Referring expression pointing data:

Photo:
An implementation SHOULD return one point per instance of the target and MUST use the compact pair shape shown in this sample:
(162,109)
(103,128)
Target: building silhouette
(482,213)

-- PROBLEM STATEMENT --
Final part of the records: return the line that contains "An implementation SHOULD" and every line after it, exactly, with no other lines added.

-- TASK OUTPUT --
An implementation SHOULD return one point per instance of the target and MUST use the compact pair shape shown in this sample:
(162,109)
(103,128)
Target: building silhouette
(482,213)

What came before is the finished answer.